PAGE:
※

Vendredi les États-Unis ont également annoncé qu’ils allaient avancer le calendrier pour le transfert prévu de leur ambassade à Jérusalem au 14 mai 2018. C’est la date la plus provocatrice imaginable, marquant le 70ᵉ anniversaire de la déclaration d’indépendance par Israël, ce que les Palestiniens appellent la Naqba, ou « jour de la catastrophe ».

Les efforts de Washington pour préserver son hégémonie mondiale menacent maintenant le conflit ouvert avec la Russie au Moyen-Orient et en Europe, ainsi qu’avec la Chine en raison de l’agression américaine contre la Corée du Nord.

Dans des échanges acerbes au Conseil de sécurité de l’ONU, Nebenzia a dit de la résolution sur le cessez-le-feu : « Le but de combattre les terroristes ne doit pas servir de camouflage pour résoudre tel ou tel problème géopolitique de légitimité douteuse, ce que font actuellement les États-Unis en Syrie. […] Nous insistons pour que la prétendue coalition arrête ses ambitions territoriales […] nous voyons parfaitement que le scénario de propagande autour de la Ghouta orientale correspond parfaitement à la campagne lancée lors de l’opération antiterroriste pour libérer l’est d’Alep fin 2016. »

Les points de départ potentiels d’une guerre régionale plus vaste et d’un conflit militaire direct entre les États-Unis et la Russie sont nombreux.

A Afrin, Assad a envoyé des milices pro-gouvernementales pour soutenir les YPG contre une invasion terrestre imminente par les troupes turques. Là-dessus, les États-Unis se trouvent dans une situation où leur allié kurde est allié à son tour avec des forces pro-Assad alignées sur la Russie. La propagation des combats à Manbij pourrait impliquer directement les forces spéciales américaines.

※

MATÉRIEL FOURNI:

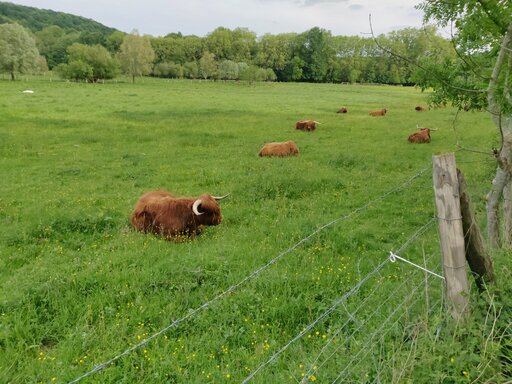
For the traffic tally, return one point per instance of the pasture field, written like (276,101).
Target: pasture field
(78,286)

※

TRAVAIL DEMANDÉ:
**A.** Selon la page, à quelle date les États-Unis prévoient-ils désormais de transférer leur ambassade à Jérusalem ?
**B.** Traduisez en anglais cette phrase de la page : « Les points de départ potentiels d’une guerre régionale plus vaste et d’un conflit militaire direct entre les États-Unis et la Russie sont nombreux. »
**C.** Recopiez le passage de la page qui commence aux mots « Dans des échanges » et arrêtez-vous après « Russie sont nombreux. ».

CORRIGÉ DES EXERCICES:
**A.** Le 14 mai 2018.

**B.** The potential starting points for a wider regional war and a direct military conflict between the United States and Russia are numerous.

**C.**
Dans des échanges acerbes au Conseil de sécurité de l’ONU, Nebenzia a dit de la résolution sur le cessez-le-feu : « Le but de combattre les terroristes ne doit pas servir de camouflage pour résoudre tel ou tel problème géopolitique de légitimité douteuse, ce que font actuellement les États-Unis en Syrie. […] Nous insistons pour que la prétendue coalition arrête ses ambitions territoriales […] nous voyons parfaitement que le scénario de propagande autour de la Ghouta orientale correspond parfaitement à la campagne lancée lors de l’opération antiterroriste pour libérer l’est d’Alep fin 2016. »

Les points de départ potentiels d’une guerre régionale plus vaste et d’un conflit militaire direct entre les États-Unis et la Russie sont nombreux.